(Entries from a pointing dataset)
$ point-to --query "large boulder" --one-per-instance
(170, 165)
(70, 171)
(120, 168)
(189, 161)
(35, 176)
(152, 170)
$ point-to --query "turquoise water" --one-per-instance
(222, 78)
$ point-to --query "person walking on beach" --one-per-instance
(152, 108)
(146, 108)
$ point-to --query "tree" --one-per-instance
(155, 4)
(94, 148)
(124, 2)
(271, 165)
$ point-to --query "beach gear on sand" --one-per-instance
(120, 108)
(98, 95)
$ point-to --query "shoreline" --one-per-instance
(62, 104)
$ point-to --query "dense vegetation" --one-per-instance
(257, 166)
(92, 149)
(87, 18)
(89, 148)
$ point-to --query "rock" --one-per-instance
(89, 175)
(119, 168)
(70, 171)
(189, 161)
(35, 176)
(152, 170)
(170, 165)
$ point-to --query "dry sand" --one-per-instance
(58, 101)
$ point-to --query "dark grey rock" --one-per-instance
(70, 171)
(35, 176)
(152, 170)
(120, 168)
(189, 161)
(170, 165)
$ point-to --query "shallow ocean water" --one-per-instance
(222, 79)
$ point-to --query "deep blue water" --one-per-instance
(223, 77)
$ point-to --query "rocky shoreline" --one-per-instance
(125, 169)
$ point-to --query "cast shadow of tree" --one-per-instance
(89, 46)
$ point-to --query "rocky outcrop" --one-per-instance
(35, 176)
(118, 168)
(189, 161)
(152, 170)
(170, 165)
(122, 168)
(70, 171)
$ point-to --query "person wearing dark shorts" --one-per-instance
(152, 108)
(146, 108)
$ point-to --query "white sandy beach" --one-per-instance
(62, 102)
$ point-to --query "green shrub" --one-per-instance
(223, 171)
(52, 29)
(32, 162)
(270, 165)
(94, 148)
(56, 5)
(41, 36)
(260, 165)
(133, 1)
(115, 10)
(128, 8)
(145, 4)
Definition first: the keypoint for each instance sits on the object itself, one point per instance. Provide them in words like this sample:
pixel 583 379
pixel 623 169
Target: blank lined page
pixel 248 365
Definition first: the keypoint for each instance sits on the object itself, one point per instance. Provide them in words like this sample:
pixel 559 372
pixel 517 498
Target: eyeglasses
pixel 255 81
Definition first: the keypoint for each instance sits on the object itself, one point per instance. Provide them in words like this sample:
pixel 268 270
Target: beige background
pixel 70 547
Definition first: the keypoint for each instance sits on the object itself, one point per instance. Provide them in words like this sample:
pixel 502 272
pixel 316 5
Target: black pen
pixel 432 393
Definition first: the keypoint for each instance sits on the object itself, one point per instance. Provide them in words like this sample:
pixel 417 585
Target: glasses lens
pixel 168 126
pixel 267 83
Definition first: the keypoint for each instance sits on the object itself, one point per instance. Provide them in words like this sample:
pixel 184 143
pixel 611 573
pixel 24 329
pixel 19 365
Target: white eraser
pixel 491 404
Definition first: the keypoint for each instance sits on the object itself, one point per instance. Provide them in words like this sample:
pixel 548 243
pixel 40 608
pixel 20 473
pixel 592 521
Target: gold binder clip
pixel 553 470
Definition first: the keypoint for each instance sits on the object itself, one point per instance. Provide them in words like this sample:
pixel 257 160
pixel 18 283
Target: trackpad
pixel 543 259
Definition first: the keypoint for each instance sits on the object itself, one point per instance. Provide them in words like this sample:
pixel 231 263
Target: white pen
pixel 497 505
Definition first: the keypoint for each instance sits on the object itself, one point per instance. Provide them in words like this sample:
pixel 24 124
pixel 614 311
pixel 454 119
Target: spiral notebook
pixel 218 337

### EXERCISE DETAILS
Rewrite the listing above, changing each "point-to" to "locate" and leaving everything else unchanged.

### TASK SOLUTION
$ locate --query "large boulder" --one-per-instance
(170, 165)
(70, 171)
(120, 168)
(189, 161)
(35, 176)
(152, 170)
$ locate --query "turquoise water" --one-per-instance
(222, 78)
$ locate --query "person walking on beach" --one-per-instance
(152, 108)
(146, 108)
$ locate --query "tree" --one-per-instance
(155, 4)
(94, 148)
(124, 2)
(271, 165)
$ locate --query "beach gear on sand" --one-per-instance
(120, 108)
(98, 95)
$ locate --query "shoreline" --one-per-instance
(62, 104)
$ locate --query "dense vegetation" --one-per-instance
(257, 166)
(92, 149)
(87, 18)
(89, 148)
$ locate --query "rock" --one-per-instance
(89, 175)
(119, 168)
(70, 171)
(189, 161)
(35, 176)
(152, 170)
(170, 165)
$ locate --query "dry sand" --one-per-instance
(58, 101)
$ locate --query "dark grey rock" --one-per-instance
(70, 171)
(35, 176)
(152, 170)
(120, 168)
(189, 161)
(170, 165)
$ locate --query "shallow ocean water" --one-per-instance
(222, 79)
$ locate --query "deep blue water" --one-per-instance
(223, 77)
$ locate --query "rocky shoreline" --one-per-instance
(125, 169)
$ locate --query "cast shadow of tree" --one-per-instance
(89, 46)
$ locate --query "rocky outcrop" --one-per-instance
(35, 176)
(118, 168)
(189, 161)
(152, 170)
(170, 165)
(122, 168)
(70, 171)
$ locate --query "person wearing dark shorts" --one-per-instance
(152, 108)
(146, 108)
$ locate --query "white sandy beach" --one-per-instance
(62, 102)
$ locate --query "green shrub" --one-per-instance
(223, 171)
(52, 29)
(32, 162)
(270, 165)
(94, 148)
(56, 5)
(41, 36)
(260, 165)
(133, 1)
(115, 10)
(128, 8)
(145, 4)
Definition first: the keypoint for each instance sits on the object itself, one point per instance. Provide them in words like this sample:
pixel 583 379
pixel 623 169
Target: blank lined page
pixel 248 365
Definition first: the keypoint for each instance sits on the object itself, one point per instance. Provide them in words like this sample:
pixel 559 372
pixel 517 498
Target: eyeglasses
pixel 255 81
Definition first: the keypoint for each instance sits on the object itself, one point per instance. Provide them in words like this sample:
pixel 268 270
Target: beige background
pixel 70 547
Definition first: the keypoint for each instance sits on the object itself, one point per instance. Provide them in words like this sample:
pixel 502 272
pixel 316 5
Target: black pen
pixel 432 393
Definition first: the keypoint for each instance sits on the object itself, one point per instance. Provide them in words like this sample:
pixel 417 585
Target: glasses lens
pixel 168 126
pixel 267 83
Definition first: the keypoint for each instance sits on the object itself, one point per instance. Provide them in words like this sample:
pixel 184 143
pixel 611 573
pixel 24 329
pixel 19 365
Target: white eraser
pixel 491 404
Definition first: the keypoint for each instance sits on the object itself, one point per instance. Provide them in words like this sample:
pixel 548 243
pixel 40 608
pixel 20 473
pixel 592 521
Target: gold binder clip
pixel 553 470
Definition first: the keypoint for each instance sits on the object itself, one point per instance. Provide them in words like this sample:
pixel 257 160
pixel 18 283
Target: trackpad
pixel 543 259
Definition first: the keypoint for each instance sits on the object itself, one point per instance. Provide them in words like this sample:
pixel 231 263
Target: white pen
pixel 497 505
Definition first: the keypoint for each instance sits on the object itself, one point per instance. Provide them in words like this sample:
pixel 24 124
pixel 614 311
pixel 454 119
Target: spiral notebook
pixel 218 337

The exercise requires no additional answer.